What you will do
The article below reports a parent's remarks to a school board. List every law or legal provision it says she cited.

Passage for review
Monica Flores told the Sharyland ISD board her son, a student in special education, experienced bullying for about three years and that repeated reports produced no follow-up. She urged transparent investigations, training, and mental-health supports and cited Section 504, IDEA and David’s Law.

Monica Joanne Flores told the Sharyland Independent School District Board of Trustees at the district’s public comment period that her son, a student in the special education program, has been bullied for roughly three years and that school officials did not follow up on her reports.

“I am not here tonight to point fingers but demand accountability and change,” Flores said, describing a pattern of no calls, no emails and no meetings after she reported incidents to school staff. She told the board the student has been diagnosed with depression and anxiety and said the district’s inaction contributed to a decline in his mental health.

Supplied records

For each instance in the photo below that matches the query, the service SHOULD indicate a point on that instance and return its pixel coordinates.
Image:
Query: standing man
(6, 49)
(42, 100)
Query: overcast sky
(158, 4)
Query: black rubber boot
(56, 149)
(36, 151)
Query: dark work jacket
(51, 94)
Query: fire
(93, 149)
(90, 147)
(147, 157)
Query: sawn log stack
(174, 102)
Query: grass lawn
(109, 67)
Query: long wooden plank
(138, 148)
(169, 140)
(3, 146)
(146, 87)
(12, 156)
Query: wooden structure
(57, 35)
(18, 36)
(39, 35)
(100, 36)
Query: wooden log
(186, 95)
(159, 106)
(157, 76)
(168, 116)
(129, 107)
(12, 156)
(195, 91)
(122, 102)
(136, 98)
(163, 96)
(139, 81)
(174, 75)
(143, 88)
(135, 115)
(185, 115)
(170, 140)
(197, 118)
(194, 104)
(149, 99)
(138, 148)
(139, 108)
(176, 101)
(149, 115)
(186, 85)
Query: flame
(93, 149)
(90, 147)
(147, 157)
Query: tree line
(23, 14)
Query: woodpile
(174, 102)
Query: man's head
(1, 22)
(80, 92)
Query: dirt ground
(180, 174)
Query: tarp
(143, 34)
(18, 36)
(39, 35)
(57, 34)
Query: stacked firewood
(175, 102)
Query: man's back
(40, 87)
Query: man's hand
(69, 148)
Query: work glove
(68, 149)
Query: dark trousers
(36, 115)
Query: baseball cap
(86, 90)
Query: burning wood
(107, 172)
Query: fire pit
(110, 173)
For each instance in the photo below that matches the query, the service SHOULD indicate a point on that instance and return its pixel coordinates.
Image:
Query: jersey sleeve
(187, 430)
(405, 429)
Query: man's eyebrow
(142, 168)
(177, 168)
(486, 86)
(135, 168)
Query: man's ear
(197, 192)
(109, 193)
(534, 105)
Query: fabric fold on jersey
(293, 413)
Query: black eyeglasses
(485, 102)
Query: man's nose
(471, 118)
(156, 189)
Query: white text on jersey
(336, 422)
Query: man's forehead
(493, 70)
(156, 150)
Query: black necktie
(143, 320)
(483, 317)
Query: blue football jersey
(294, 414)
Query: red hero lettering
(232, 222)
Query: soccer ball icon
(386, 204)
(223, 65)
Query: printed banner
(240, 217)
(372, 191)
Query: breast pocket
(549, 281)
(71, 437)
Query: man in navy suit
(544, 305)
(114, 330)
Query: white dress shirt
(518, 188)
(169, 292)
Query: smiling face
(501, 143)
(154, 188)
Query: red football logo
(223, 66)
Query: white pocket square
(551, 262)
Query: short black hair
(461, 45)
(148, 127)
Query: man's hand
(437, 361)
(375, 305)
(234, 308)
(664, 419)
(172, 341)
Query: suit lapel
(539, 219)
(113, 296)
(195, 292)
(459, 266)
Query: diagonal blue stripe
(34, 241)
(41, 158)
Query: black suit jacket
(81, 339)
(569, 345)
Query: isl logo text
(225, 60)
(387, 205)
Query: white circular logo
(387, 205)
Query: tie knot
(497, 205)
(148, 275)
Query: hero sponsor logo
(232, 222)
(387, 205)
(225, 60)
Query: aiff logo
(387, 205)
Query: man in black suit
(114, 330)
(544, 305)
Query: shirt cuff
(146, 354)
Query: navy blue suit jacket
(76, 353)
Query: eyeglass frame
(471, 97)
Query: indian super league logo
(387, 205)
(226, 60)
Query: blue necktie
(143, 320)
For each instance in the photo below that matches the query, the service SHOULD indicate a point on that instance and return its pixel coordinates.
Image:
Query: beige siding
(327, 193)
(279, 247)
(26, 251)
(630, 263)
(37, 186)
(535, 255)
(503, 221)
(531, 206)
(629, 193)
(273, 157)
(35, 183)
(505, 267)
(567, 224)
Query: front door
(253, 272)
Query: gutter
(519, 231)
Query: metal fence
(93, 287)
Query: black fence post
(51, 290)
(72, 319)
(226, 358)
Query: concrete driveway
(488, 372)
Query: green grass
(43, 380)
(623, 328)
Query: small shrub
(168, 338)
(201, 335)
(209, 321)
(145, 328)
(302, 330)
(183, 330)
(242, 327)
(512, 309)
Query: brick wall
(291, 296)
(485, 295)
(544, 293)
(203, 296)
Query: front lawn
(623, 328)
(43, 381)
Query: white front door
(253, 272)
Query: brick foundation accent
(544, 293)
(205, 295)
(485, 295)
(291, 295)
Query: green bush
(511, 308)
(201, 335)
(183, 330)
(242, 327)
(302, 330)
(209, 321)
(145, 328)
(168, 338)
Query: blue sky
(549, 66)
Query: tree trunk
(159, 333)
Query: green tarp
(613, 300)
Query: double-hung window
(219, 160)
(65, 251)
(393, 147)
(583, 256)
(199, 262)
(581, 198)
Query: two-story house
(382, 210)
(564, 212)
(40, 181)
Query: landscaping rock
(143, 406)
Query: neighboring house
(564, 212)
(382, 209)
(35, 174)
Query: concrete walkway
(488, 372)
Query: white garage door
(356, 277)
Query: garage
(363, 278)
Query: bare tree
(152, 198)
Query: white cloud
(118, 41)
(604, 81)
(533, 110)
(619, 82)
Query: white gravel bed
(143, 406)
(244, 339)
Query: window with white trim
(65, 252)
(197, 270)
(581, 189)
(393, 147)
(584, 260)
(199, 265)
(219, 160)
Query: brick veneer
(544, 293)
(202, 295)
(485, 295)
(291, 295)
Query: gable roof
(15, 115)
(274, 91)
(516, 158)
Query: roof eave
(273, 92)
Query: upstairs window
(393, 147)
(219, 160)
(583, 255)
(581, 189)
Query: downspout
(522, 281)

Response to this task
Section 504, IDEA, David's Law